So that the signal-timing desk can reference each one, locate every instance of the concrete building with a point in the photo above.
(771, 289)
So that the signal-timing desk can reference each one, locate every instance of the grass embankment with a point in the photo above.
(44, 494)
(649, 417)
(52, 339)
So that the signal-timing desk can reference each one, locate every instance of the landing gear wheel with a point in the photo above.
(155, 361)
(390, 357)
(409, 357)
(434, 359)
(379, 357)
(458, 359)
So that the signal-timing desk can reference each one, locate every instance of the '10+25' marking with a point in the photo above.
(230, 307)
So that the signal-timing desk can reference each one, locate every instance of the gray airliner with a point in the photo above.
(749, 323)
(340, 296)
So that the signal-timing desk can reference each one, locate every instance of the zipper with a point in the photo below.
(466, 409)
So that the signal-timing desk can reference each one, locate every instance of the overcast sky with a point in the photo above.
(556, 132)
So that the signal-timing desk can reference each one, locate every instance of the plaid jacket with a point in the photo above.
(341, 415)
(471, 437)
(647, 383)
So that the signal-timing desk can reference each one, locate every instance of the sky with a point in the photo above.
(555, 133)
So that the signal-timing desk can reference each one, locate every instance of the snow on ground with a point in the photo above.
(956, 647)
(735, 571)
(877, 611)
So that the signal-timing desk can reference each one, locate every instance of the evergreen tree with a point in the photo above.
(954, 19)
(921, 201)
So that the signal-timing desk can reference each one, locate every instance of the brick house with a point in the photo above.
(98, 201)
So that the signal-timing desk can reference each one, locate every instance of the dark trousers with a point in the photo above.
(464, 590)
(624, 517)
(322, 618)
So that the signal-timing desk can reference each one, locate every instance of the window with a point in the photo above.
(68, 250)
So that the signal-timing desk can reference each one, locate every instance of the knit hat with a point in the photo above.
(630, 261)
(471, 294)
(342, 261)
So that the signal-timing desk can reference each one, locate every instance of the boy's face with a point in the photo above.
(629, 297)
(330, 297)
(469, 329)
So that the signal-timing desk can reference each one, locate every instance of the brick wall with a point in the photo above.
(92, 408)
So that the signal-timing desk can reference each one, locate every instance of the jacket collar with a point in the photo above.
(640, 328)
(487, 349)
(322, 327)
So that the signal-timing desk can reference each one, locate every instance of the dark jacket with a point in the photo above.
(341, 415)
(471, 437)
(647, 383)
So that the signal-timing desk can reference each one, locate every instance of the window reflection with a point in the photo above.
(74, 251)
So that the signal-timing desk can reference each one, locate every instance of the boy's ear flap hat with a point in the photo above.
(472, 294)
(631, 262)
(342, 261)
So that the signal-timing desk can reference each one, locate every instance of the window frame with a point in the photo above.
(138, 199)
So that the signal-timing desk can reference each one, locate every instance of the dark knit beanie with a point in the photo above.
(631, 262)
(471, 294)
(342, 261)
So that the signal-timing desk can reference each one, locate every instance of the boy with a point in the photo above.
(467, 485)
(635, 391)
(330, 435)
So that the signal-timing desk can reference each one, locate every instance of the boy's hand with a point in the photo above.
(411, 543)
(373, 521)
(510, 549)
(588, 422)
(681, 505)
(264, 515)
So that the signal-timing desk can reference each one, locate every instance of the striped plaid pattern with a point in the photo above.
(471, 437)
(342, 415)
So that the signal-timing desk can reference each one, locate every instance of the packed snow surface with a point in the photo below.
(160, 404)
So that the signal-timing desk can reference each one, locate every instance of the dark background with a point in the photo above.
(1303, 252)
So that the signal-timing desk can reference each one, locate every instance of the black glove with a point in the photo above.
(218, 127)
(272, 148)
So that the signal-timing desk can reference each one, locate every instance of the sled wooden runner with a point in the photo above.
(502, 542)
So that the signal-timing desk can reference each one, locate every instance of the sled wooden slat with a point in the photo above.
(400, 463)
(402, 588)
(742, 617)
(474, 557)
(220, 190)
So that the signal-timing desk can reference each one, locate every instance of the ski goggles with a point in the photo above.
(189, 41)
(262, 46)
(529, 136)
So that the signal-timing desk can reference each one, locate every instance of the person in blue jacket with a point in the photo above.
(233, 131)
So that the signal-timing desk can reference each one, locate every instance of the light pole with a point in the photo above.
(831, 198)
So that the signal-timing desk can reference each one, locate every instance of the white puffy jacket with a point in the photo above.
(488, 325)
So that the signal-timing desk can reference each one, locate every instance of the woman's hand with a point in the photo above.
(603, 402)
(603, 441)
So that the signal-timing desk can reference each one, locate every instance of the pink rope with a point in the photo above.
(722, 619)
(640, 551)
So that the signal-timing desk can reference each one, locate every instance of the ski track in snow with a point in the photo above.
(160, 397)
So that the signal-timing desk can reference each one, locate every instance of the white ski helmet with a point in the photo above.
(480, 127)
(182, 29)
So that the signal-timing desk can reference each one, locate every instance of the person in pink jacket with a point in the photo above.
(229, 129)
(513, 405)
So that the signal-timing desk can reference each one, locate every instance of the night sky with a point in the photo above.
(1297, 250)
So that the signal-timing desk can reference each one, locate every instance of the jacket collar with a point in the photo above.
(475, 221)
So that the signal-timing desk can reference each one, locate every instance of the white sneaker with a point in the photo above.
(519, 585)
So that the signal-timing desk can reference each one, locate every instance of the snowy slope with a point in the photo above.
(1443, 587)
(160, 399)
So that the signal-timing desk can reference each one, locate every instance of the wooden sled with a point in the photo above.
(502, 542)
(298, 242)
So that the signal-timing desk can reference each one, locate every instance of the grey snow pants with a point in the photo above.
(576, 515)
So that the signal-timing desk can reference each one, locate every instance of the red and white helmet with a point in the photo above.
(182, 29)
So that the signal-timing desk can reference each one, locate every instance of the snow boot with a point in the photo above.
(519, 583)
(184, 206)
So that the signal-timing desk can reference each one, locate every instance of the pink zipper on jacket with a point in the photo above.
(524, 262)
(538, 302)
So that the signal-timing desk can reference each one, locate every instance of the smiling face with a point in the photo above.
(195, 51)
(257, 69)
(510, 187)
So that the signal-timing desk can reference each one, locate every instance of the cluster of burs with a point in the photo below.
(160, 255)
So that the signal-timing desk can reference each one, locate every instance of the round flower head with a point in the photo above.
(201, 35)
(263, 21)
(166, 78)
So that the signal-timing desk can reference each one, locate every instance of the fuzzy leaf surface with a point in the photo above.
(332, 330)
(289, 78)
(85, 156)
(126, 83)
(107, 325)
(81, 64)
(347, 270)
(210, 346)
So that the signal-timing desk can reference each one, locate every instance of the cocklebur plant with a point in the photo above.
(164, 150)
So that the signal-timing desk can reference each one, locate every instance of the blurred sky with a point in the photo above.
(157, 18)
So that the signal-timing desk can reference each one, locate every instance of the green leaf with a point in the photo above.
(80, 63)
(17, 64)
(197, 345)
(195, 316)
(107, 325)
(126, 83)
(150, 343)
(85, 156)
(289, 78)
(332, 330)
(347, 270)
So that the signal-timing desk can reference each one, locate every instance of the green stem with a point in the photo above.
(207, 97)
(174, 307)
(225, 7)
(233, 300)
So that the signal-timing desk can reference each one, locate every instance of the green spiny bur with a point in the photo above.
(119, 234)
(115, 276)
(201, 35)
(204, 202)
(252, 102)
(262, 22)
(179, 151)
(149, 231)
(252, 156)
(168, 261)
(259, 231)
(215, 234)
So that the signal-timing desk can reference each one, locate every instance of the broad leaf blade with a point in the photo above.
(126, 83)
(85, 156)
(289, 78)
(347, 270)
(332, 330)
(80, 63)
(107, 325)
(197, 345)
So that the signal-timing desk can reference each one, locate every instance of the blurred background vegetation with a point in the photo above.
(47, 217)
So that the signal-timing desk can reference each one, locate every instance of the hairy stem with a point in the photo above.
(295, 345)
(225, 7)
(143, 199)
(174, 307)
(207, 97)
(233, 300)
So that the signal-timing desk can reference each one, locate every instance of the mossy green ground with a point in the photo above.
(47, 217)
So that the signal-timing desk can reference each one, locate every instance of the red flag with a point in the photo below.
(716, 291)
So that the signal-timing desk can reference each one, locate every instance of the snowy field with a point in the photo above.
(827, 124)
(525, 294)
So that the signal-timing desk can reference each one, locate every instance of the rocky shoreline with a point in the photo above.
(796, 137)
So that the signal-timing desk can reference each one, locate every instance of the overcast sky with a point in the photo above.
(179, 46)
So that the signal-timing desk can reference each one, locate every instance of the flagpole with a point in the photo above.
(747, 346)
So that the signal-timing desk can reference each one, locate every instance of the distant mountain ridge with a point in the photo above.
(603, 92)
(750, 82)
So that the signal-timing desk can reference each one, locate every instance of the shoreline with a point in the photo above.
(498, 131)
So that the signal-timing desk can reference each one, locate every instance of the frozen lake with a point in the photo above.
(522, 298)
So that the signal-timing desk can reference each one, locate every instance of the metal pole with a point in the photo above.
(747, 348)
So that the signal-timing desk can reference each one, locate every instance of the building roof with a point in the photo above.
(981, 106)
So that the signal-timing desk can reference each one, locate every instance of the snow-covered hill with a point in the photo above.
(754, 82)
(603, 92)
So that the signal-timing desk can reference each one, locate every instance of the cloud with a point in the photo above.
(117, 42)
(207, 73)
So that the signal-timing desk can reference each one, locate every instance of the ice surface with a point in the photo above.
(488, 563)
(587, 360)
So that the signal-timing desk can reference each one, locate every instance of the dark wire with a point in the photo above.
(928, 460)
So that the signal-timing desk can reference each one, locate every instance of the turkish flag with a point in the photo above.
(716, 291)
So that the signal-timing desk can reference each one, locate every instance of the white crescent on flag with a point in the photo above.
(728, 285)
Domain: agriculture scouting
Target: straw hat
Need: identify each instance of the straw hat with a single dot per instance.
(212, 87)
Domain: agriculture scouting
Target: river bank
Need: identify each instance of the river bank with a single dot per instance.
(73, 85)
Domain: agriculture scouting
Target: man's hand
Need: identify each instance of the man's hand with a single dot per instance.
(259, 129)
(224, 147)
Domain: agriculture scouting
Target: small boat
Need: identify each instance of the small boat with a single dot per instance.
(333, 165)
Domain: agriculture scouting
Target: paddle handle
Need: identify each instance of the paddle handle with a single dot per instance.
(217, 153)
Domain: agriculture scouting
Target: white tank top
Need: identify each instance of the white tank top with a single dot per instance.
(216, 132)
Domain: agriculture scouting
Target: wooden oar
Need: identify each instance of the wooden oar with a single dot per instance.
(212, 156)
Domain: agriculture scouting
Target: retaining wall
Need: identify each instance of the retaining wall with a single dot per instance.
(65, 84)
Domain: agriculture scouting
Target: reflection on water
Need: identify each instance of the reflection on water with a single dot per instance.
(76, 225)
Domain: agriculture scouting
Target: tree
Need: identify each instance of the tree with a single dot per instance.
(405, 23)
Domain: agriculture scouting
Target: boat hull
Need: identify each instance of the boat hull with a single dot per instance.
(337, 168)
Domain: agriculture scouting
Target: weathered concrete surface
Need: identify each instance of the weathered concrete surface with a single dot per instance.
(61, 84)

***

-- Your assignment --
Within the data above, how many lines contain the word "Target"? Write only the number.

-- Result --
12